[TEXTO EXTRAÍDO]
_ _ _ _ _
A magia da Green School
Eduardo Shimahara, do coletido Educ-ação narra sua visita e suas impressões sobre a escola mais visitada da Indonésia
por Eduardo Shimahara 21 de março de 2013
Existe uma escola no meio da floresta ao norte da cidade de Ubud, no coração da ilha de Bali na Indonésia. Ficamos sabendo da sua existência por meio da TEDTalk de John Hardy, seu fundador. Assistindo ao vídeo tudo parece ser bonito demais, mágico demais para ser verdade e decidimos em outubro do ano passado fazer uma visita, para ouvir também o ponto de vista de outros participantes daquela comunidade. Quase 29 horas depois de embarcar no aeroporto internacional de São Paulo, eu aterrissava em Depansar, capital da ilha.
A cultura balinesa é um capítulo à parte. Bastante devastada e literalmente varrida do litoral da ilha, onde se alastram mais e mais imensos resorts de praia, ainda se mantém de certa forma intacta no interior. Ali, homens e mulheres ainda vestem suas roupas tradicionais como o Sarung usado pelos homens, que de certa forma lembra uma saia longa que vai até a altura do calcanhar. Poucos quilômetros ao norte de Ubud esta a Green School, uma escola internacional como as outras 16 (!) que existem na mesma ilha. Tive a chance de ficar hospedado no Bamboo Village, um pequeno vilarejo com quase uma dezena de casas totalmente construídas de bambu onde moram alguns professores, pais e acomoda até mesmo uma casa que é compartilhada por oito estudantes menores de idade que ali moram junto com um casal de tutores.
A experiência de ir para a Green School a partir da Bamboo Village é mágica pura. Depois de acordar com os sons da floresta, com sapos, cigarras e também galos dos vilarejos vizinhos, você caminha por uma estreita escada entalhada na pedra e chega a uma ponte que parece ter saído de alguma fábula ou até mesmo de um dos filmes da série Senhor dos Anéis. A ponte passa sobre o belíssimo Rio Ayung e te leva direto para o campus.
_ _ _ _ _
[TRECHOS DA LISTAGEM]
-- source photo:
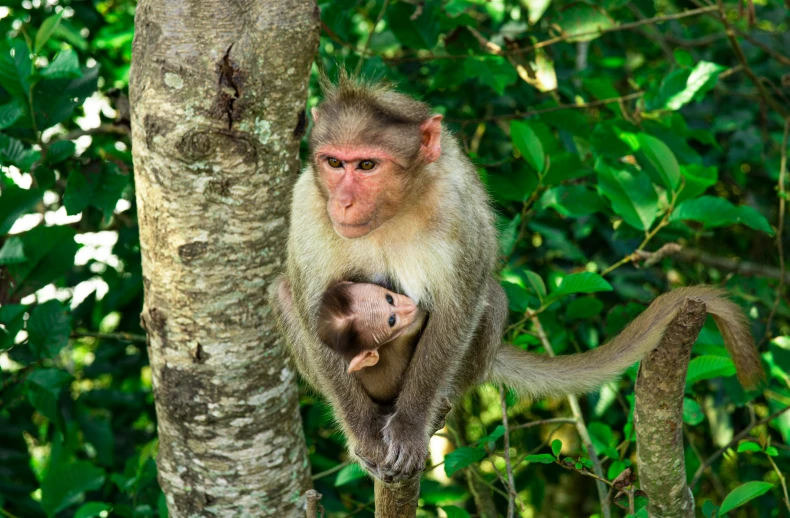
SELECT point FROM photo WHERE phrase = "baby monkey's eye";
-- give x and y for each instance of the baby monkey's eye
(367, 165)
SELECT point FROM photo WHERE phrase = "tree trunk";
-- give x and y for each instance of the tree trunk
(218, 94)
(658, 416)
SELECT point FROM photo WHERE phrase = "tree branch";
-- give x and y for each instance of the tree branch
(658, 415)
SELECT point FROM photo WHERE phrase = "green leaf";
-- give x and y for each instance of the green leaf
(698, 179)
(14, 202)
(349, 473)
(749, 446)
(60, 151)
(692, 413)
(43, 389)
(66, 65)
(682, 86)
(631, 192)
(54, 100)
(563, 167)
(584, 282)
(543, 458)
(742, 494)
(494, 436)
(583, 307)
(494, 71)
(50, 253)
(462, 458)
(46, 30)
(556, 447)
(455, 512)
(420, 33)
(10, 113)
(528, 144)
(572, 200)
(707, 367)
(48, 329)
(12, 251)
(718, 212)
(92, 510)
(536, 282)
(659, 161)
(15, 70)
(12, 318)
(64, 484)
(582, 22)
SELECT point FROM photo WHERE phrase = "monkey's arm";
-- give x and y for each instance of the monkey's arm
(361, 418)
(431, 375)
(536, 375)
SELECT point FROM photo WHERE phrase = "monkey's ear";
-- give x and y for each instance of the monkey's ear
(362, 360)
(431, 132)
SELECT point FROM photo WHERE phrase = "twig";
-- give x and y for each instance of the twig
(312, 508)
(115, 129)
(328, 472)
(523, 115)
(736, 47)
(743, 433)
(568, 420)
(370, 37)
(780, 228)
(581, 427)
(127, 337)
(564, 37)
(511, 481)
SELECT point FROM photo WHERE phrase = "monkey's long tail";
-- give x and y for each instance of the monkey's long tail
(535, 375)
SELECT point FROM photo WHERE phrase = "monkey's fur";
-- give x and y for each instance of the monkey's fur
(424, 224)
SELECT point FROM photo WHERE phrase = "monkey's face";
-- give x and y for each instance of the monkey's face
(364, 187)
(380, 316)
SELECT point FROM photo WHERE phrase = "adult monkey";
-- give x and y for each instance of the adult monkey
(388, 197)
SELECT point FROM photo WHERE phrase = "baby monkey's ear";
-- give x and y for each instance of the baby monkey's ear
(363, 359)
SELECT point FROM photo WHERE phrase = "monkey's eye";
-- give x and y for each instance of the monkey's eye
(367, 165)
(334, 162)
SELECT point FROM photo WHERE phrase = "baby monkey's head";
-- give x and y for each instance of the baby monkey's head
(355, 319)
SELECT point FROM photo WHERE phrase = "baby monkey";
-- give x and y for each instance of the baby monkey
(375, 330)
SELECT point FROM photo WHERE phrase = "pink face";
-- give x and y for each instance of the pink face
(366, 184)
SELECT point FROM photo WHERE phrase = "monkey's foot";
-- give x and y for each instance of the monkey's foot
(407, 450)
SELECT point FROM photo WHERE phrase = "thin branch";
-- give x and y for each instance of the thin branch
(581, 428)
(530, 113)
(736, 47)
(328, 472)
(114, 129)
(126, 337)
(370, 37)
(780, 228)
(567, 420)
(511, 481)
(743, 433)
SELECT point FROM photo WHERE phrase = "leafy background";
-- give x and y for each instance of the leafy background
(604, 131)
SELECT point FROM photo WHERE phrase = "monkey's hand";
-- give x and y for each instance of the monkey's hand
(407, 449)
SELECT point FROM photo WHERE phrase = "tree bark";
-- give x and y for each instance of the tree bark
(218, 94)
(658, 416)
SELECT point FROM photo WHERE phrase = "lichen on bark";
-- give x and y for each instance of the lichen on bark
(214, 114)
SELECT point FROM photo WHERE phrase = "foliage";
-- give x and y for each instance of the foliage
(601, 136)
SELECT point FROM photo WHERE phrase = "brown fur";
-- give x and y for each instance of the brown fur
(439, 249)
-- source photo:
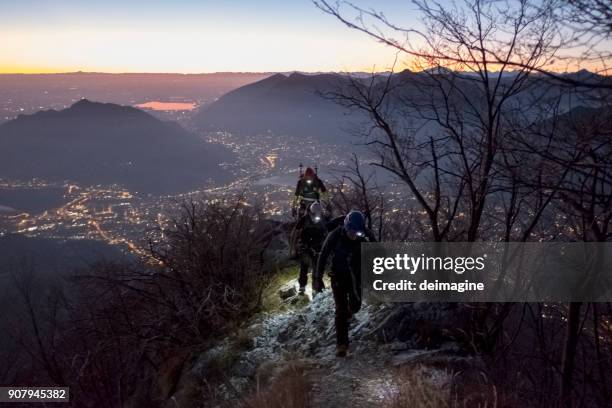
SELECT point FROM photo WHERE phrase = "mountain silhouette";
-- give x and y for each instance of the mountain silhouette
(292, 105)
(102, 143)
_ _ _ _ _
[OBJETIVO A] Reescreva o relato sobre a Green School começando em "A magia da Green" e seguindo até "capital da ilha.", substituindo "floresta" por "mata".
[OBJETIVO B]
As afirmações a seguir estão de acordo com o relato sobre a Green School? Responda sim ou não a cada uma e cite as palavras do relato que decidem.
(i) O autor soube da existência da escola por uma TEDTalk de John Hardy.
(ii) A viagem desde São Paulo até Bali levou menos de 20 horas.
(iii) Na Bamboo Village há uma casa compartilhada por oito estudantes menores de idade.
[OBJETIVO C] Como segue o relato sobre a Green School depois da última frase? Escreva a continuação a partir desse ponto.

[RESPOSTA DO EXERCÍCIO A]
A magia da Green School
Eduardo Shimahara, do coletido Educ-ação narra sua visita e suas impressões sobre a escola mais visitada da Indonésia
por Eduardo Shimahara 21 de março de 2013
Existe uma escola no meio da mata ao norte da cidade de Ubud, no coração da ilha de Bali na Indonésia. Ficamos sabendo da sua existência por meio da TEDTalk de John Hardy, seu fundador. Assistindo ao vídeo tudo parece ser bonito demais, mágico demais para ser verdade e decidimos em outubro do ano passado fazer uma visita, para ouvir também o ponto de vista de outros participantes daquela comunidade. Quase 29 horas depois de embarcar no aeroporto internacional de São Paulo, eu aterrissava em Depansar, capital da ilha.

[RESPOSTA DO EXERCÍCIO B]
(i) Sim: "Ficamos sabendo da sua existência por meio da TEDTalk de John Hardy, seu fundador."
(ii) Não: "Quase 29 horas depois de embarcar no aeroporto internacional de São Paulo, eu aterrissava em Depansar, capital da ilha."
(iii) Sim: "uma casa que é compartilhada por oito estudantes menores de idade"

[RESPOSTA DO EXERCÍCIO C]
A escola é praticamente inteira construída de bambu, material abundante e renovável nesta região. O bambu é cortado, torcido, dobrado, moldado, formando telhados em hélice, salas de aula suspensas, mobiliário lindíssimo. É o bambu levado a uma outra dimensão. E para acompanhar, parece que tudo isso ainda é completado pelos sons das aulas de marimba, pelos risos das crianças e jovens e também pelas cores das frutas, animais, e obras de arte feitas pelos alunos.
Na Green School, 80% da energia elétrica consumida é captada através de painéis solares expostos sobre hastes de bambu que fazem o conjunto lembrar uma floresta. Planos ainda mais audaciosos incluem levar este nível para 100% e um grupo com vários pais envolvidos está testando tecnologias com turbinas horizontais num vortex criado a partir da água do rio. A temperatura na região chega fácil aos 30oC e o nível de umidade alcança mais de 75%, mas nenhuma sala ou local tem ar condicionado, com exceção do pequeno caixa eletrônico alimentado inteiramente por energia solar.
Nascida em 2007, a escola tem hoje cerca de 200 alunos que vêm de várias partes do mundo para frequentar suas classes que acolhem desde o jardim da infância ate o ensino médio completo. Existe um plano para que 20% destes alunos sejam bolsistas da Indonésia, mas este numero hoje chega a 10% do total. Não é uma escola barata (mensalidades em média custam US$ 1.000,00 por aqui), a língua usada nas salas de aula é o inglês e em várias classes o bahasa – idioma local – é ensinado. “Mesmo com a bolsa de 100%, muitos jovens da Indonésia acabam desejando ir para os Estados Unidos ou Europa para estudar”, diz Tim Fijal, responsável pela área de inscrições da escola. Tim também é responsável pelo tour que acontece todos os dias às 15h. Neste tour, pessoas do mundo inteiro atraídas pela arquitetura, pelo modelo ou mesmo pela curiosidade passeiam pelo campus e é muito interessante observar em quase todas elas um olhar de incrível espanto e admiração.
O currículo tem nível internacional e deve preparar alunos para frequentar as melhores universidades do mundo (se este for o desejo deles), mas ainda vai muito além disso. Baseado no estudo de Alan Wagstaff, que trabalha de forma integrada com 4 dimensões simultaneamente, são elas: emocional/social, espiritual, intelectual e sinestésica. Estas dimensões devem estar presentes nas aulas de forma absolutamente sinérgica ao tema que se está trabalhando. Além disso, os dias aqui passam por um momento de estudos, um momento de reflexão e um momento imerso no campus, fora da sala de aula.
Nos 5 dias que passei literalmente imerso na escola, pude conversar com pais, alunos, professores e também outros funcionários. Música, drama, estudos ambientais, espiritualidade, tudo se mescla para tentar nutrir o interesse de cada aluno, fazendo com que ele seja exposto a uma série de experiências dentro e fora de sala de aula. Aliás, aqui me parece bastante difícil dizer o que é dentro ou o que é fora, já que as salas não têm paredes e se integram perfeitamente ao ambiente.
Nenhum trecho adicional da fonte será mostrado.